WORK TO DO
Repeat, word for word, the line with "Warehouse pick-planner input: mark the horse's front" and each one after it to the end. No picture goes into the copy.

RECORDS FOR THE EXERCISE
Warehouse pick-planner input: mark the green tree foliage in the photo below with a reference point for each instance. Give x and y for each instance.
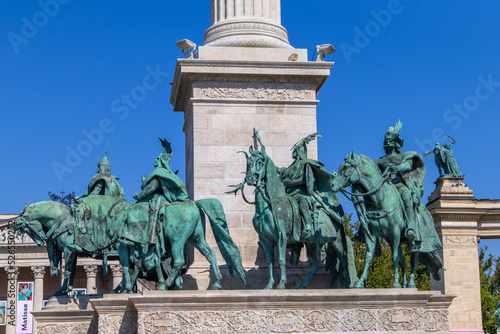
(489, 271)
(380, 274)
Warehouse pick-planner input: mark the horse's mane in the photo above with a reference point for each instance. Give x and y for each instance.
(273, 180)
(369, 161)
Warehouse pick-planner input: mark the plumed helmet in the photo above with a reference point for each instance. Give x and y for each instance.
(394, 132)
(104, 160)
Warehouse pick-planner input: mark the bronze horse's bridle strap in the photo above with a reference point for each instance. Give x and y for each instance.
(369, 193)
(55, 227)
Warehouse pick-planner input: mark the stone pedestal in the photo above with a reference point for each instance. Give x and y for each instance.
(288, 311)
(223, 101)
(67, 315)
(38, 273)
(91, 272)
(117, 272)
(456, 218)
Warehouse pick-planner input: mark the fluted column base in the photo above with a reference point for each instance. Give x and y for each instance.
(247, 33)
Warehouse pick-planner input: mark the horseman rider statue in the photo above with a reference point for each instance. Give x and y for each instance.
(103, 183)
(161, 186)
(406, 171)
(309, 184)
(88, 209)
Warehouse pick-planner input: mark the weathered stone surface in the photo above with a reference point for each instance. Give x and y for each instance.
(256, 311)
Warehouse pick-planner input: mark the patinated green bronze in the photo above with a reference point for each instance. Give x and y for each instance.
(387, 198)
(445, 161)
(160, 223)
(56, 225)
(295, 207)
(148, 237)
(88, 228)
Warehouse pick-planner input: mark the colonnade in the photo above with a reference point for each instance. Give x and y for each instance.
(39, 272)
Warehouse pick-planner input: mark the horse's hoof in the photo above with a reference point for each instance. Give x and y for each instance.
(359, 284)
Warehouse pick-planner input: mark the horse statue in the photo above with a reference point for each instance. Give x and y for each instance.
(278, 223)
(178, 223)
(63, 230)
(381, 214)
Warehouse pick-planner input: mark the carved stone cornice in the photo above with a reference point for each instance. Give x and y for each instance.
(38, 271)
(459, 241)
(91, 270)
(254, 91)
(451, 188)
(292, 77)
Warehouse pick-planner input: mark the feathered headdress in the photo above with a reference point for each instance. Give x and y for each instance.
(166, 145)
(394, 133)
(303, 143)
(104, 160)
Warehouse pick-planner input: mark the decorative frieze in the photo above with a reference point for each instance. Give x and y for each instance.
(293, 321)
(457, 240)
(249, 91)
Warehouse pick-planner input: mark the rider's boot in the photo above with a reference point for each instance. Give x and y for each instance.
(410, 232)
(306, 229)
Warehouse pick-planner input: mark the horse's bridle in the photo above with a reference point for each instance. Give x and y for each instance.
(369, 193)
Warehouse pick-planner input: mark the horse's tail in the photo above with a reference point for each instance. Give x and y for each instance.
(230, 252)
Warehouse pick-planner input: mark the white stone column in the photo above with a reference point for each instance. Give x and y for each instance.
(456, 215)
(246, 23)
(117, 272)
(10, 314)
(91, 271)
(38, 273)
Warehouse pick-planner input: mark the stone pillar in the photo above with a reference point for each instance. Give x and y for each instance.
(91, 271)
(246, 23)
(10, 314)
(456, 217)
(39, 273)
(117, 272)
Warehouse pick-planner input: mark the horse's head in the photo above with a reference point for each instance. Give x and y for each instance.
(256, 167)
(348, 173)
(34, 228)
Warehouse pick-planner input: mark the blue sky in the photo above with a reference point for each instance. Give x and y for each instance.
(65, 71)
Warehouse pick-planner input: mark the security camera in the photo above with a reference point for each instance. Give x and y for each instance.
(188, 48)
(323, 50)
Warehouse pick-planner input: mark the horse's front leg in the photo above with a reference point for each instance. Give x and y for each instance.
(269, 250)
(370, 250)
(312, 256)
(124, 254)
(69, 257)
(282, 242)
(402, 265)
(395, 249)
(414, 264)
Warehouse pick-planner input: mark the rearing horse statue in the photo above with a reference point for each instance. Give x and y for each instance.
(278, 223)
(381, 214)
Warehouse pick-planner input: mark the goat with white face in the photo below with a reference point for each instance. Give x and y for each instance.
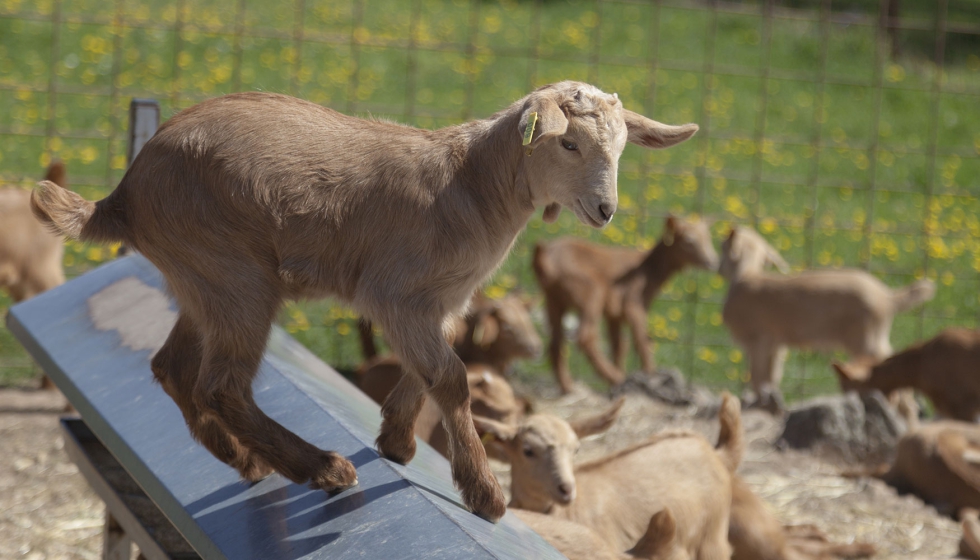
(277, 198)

TASK SOLUTION
Warehouse pick-planner input: mark the horse's front leg in the photo above with a reference point for each instance. Give x and y for each instance.
(269, 250)
(370, 250)
(312, 256)
(124, 254)
(69, 257)
(282, 242)
(402, 265)
(395, 249)
(414, 264)
Warehouse pick-planner input: mark the rearing horse statue in the photo above with a reference point for each instance. Give x and y for each instance.
(278, 223)
(381, 214)
Warehouse pick-planner input: mark the goat with white face in the photo below with a reference point for each instance. Give x and y for each instance.
(277, 198)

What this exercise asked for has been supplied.